═══ DATA FOR REVIEW ═══

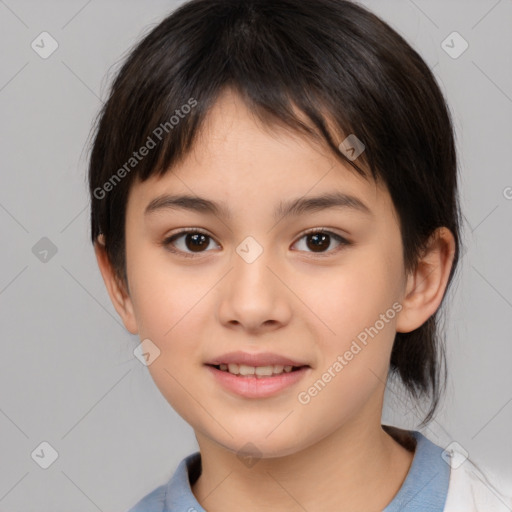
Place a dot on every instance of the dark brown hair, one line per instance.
(333, 62)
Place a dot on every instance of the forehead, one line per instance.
(241, 163)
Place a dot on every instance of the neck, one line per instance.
(357, 468)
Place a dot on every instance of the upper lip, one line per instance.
(261, 359)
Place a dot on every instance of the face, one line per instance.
(317, 287)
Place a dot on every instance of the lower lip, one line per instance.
(257, 387)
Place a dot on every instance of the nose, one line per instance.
(253, 297)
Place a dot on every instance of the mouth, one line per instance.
(259, 372)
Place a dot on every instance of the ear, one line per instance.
(426, 285)
(116, 289)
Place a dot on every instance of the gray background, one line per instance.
(67, 372)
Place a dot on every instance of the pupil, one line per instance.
(198, 241)
(321, 241)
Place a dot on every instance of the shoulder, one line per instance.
(153, 501)
(471, 491)
(176, 494)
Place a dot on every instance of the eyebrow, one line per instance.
(295, 207)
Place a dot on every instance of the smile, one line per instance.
(257, 371)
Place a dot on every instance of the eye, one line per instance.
(319, 239)
(188, 242)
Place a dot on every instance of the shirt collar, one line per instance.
(423, 490)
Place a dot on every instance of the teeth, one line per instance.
(246, 370)
(258, 371)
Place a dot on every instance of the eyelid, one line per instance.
(167, 242)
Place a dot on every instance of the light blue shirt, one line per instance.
(424, 489)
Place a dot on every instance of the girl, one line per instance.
(275, 214)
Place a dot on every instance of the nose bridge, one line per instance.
(253, 296)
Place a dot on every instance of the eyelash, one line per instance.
(167, 242)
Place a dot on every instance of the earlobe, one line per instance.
(426, 286)
(115, 288)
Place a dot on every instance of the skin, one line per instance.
(293, 301)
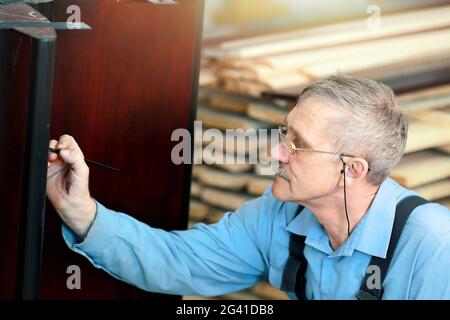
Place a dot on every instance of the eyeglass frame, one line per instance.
(293, 148)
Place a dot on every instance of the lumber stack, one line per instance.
(236, 74)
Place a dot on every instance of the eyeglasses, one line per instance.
(292, 148)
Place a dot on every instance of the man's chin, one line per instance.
(280, 188)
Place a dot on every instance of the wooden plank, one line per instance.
(257, 185)
(421, 168)
(436, 117)
(227, 104)
(223, 199)
(267, 113)
(423, 136)
(422, 105)
(435, 190)
(195, 187)
(222, 179)
(223, 120)
(443, 90)
(330, 35)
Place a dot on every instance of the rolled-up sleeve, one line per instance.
(205, 260)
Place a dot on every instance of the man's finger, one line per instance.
(51, 155)
(75, 159)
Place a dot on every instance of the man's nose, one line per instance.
(279, 153)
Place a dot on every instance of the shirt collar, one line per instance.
(371, 235)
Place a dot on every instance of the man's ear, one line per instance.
(355, 170)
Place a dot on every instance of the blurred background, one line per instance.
(258, 55)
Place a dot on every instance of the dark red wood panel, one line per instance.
(121, 90)
(14, 76)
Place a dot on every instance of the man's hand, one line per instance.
(68, 185)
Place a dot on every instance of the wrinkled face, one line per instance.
(304, 175)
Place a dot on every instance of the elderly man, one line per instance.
(332, 226)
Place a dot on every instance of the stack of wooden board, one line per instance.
(293, 59)
(236, 73)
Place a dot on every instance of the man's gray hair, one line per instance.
(373, 125)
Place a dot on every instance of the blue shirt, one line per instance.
(251, 244)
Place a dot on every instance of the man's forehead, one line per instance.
(311, 110)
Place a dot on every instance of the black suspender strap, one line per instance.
(402, 213)
(294, 279)
(294, 272)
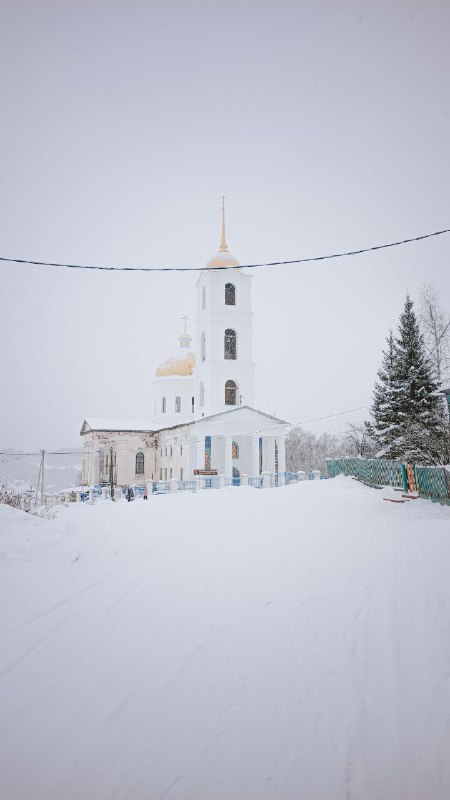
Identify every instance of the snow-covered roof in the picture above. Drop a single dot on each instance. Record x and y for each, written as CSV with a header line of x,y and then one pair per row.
x,y
100,424
241,408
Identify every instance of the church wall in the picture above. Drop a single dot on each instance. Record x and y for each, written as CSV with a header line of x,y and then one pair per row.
x,y
172,462
172,387
212,321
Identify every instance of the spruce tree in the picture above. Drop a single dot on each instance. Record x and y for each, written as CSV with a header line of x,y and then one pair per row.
x,y
384,396
409,420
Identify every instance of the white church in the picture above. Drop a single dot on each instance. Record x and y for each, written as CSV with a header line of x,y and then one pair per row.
x,y
204,423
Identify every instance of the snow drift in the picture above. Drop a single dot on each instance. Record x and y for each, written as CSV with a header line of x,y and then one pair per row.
x,y
236,644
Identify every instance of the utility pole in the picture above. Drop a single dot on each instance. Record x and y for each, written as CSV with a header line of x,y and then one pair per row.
x,y
111,472
42,477
40,480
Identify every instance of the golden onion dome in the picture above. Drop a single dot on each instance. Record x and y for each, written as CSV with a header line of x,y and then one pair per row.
x,y
178,365
183,363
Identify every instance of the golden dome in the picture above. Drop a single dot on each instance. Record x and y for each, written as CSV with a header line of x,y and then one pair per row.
x,y
223,258
183,363
177,366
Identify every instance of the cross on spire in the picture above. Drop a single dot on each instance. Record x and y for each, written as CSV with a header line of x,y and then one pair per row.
x,y
223,241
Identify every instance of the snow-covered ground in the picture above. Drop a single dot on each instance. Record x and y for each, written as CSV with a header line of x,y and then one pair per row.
x,y
286,644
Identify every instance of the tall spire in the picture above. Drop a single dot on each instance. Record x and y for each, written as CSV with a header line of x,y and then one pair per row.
x,y
223,241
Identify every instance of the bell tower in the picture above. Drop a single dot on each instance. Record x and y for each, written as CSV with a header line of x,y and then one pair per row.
x,y
225,374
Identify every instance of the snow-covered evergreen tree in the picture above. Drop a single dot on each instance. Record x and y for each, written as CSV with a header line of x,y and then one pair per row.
x,y
409,420
385,393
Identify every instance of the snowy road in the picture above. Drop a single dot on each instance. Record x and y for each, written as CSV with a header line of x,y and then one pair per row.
x,y
289,644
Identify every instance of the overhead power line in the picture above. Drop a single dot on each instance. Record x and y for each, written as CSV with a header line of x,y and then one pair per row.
x,y
328,257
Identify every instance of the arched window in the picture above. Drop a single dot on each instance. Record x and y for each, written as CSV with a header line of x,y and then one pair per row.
x,y
230,344
139,463
230,294
203,346
230,393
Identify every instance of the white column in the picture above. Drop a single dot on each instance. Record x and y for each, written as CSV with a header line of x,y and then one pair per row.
x,y
255,456
269,453
228,460
201,452
281,454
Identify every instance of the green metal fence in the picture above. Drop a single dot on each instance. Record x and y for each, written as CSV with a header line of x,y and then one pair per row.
x,y
432,482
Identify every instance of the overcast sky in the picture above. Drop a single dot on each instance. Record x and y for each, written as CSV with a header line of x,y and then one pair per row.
x,y
325,124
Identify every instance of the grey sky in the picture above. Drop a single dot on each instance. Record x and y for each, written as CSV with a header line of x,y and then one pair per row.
x,y
326,125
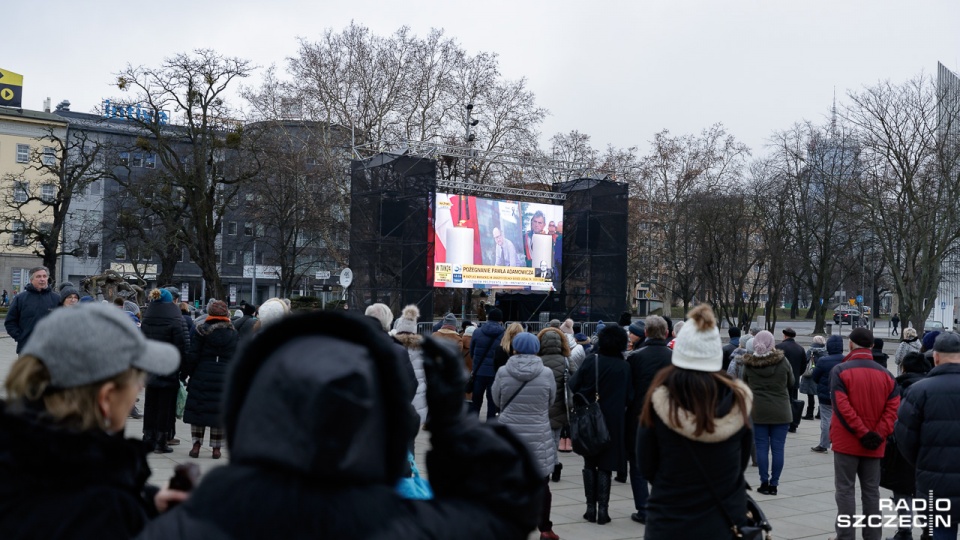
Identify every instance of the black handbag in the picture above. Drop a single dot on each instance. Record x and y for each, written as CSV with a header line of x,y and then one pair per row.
x,y
588,429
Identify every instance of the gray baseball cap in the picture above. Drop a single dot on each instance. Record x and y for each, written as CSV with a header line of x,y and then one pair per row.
x,y
88,343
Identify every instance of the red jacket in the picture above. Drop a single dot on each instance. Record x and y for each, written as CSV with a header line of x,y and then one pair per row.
x,y
865,399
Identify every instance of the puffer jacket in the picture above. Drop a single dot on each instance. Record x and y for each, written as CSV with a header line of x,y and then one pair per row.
x,y
821,372
928,434
550,354
681,505
528,414
412,342
770,378
485,342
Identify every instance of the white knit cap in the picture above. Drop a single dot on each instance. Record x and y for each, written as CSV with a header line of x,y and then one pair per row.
x,y
698,345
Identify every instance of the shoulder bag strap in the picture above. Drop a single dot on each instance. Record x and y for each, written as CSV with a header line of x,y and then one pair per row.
x,y
719,501
513,396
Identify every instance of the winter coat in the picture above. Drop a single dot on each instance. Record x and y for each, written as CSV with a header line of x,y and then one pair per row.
x,y
905,348
770,378
485,341
865,399
615,394
412,342
807,384
26,309
825,364
928,434
58,483
550,354
797,358
211,353
681,505
162,321
326,387
644,364
528,414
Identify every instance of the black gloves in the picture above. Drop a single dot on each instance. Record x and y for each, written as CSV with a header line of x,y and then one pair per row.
x,y
443,369
872,440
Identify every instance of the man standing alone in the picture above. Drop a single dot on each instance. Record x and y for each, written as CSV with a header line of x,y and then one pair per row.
x,y
28,307
865,401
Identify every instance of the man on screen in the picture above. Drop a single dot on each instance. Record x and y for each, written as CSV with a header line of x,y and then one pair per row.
x,y
506,252
537,223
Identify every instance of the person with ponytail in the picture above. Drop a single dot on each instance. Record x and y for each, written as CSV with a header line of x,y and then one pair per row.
x,y
694,439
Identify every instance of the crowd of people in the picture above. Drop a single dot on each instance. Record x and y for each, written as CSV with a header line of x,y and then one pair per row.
x,y
320,412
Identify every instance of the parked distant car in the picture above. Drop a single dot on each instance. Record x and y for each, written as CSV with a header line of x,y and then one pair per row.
x,y
933,326
851,316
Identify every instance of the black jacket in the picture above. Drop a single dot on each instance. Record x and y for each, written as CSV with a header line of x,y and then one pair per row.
x,y
796,356
681,505
615,393
163,321
211,353
56,483
644,364
317,423
26,309
928,434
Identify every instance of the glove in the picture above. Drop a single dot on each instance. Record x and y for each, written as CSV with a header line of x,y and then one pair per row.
x,y
443,370
872,440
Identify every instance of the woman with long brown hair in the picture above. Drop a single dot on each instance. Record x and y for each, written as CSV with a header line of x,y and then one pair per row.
x,y
694,439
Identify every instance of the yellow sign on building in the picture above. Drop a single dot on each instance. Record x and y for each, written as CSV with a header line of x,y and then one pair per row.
x,y
11,88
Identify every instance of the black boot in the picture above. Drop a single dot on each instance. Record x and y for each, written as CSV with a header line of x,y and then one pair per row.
x,y
603,497
590,491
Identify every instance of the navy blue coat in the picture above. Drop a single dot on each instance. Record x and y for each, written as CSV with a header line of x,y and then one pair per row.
x,y
821,373
928,434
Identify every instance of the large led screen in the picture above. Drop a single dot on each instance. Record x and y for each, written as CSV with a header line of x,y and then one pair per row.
x,y
488,243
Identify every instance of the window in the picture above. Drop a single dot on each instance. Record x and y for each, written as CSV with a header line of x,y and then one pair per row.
x,y
20,191
48,192
17,237
49,156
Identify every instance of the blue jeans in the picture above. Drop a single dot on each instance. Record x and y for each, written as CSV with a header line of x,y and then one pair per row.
x,y
826,414
770,438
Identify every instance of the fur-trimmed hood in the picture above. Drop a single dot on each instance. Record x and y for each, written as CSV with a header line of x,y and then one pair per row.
x,y
728,419
770,361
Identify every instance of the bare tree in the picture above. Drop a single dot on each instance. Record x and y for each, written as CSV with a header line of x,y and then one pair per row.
x,y
911,183
65,162
209,154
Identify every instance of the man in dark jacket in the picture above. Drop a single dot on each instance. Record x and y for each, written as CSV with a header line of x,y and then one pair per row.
x,y
644,365
734,333
317,447
865,401
821,376
798,361
31,305
928,433
483,349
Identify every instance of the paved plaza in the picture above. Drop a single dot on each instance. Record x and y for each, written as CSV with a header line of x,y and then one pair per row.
x,y
804,508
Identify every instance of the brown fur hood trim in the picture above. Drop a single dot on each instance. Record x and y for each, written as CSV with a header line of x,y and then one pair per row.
x,y
724,428
772,359
409,341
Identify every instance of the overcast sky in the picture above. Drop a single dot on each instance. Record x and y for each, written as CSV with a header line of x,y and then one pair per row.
x,y
618,71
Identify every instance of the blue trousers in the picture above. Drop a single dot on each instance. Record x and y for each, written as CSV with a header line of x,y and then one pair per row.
x,y
770,439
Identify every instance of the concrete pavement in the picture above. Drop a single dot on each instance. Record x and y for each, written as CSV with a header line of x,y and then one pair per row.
x,y
804,508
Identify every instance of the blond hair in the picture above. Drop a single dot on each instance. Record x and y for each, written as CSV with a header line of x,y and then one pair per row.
x,y
76,408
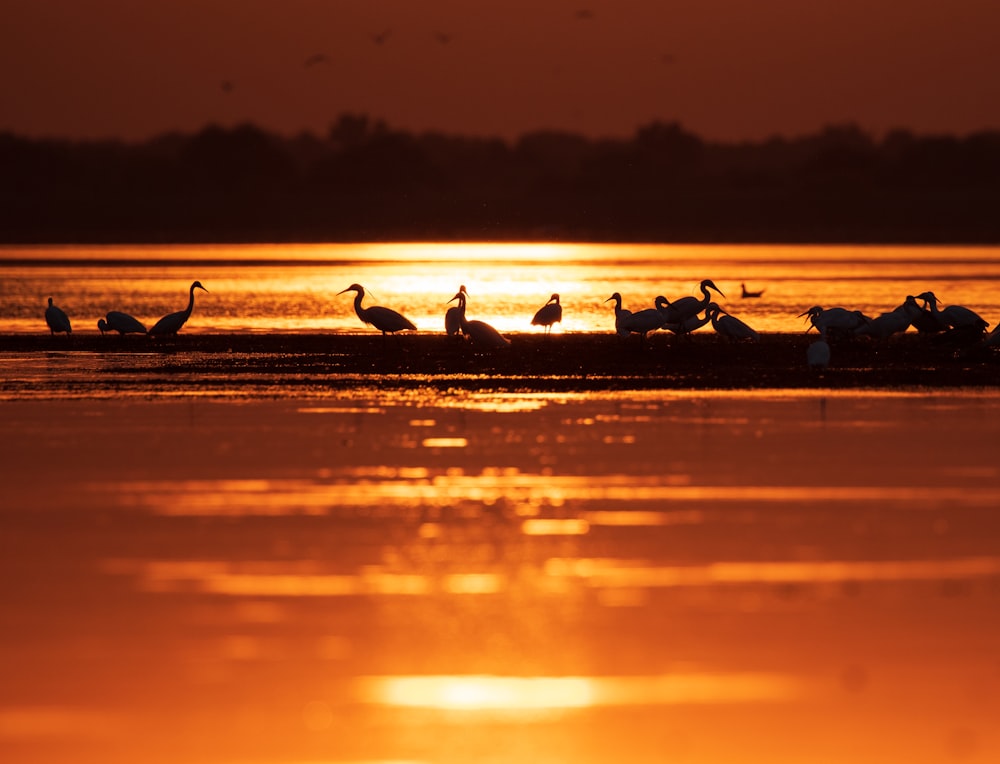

═══

#### HOW TO COMPLETE THIS TASK:
I need the lines from the one holding "Identify every instance of the paved" through the last line of the entries set down exactly, with every picture left out.

#### WRITTEN RESPONSE:
Identify every instance of the paved plaza in the picture above. Drop a single dot on each instance. Record x and y for each, written as CSV with a header line of x,y and then one pair per row.
x,y
804,508
Identify every instance of the brown fur hood trim in the picture above. Drop a single dot on each instance. Record x and y for each, written as CSV with a header line of x,y and then one pair per row.
x,y
724,428
772,359
409,341
Identify every instance of the overcast sky in the picture above. Drop a single dot on each instance. Record x and y for each, written as CSV with a header line of x,y and then one pair per row.
x,y
618,71
Identify every instance of the blue trousers in the picture above. Drop a single dot on each instance. Record x and y for each, written as CSV with a header line of x,y and then one pair per row.
x,y
770,439
Identify every instance of the concrete pavement in the picture above. Drop a single dot on each instance. Record x and y for each, written as CSV with a header line of x,y and then one pair per row.
x,y
804,508
Identify every instance of the blond hair in the picture above. Drop a single dot on each instance. Record x and y for each, written as CSV with a header line of x,y and then one pair per row.
x,y
76,408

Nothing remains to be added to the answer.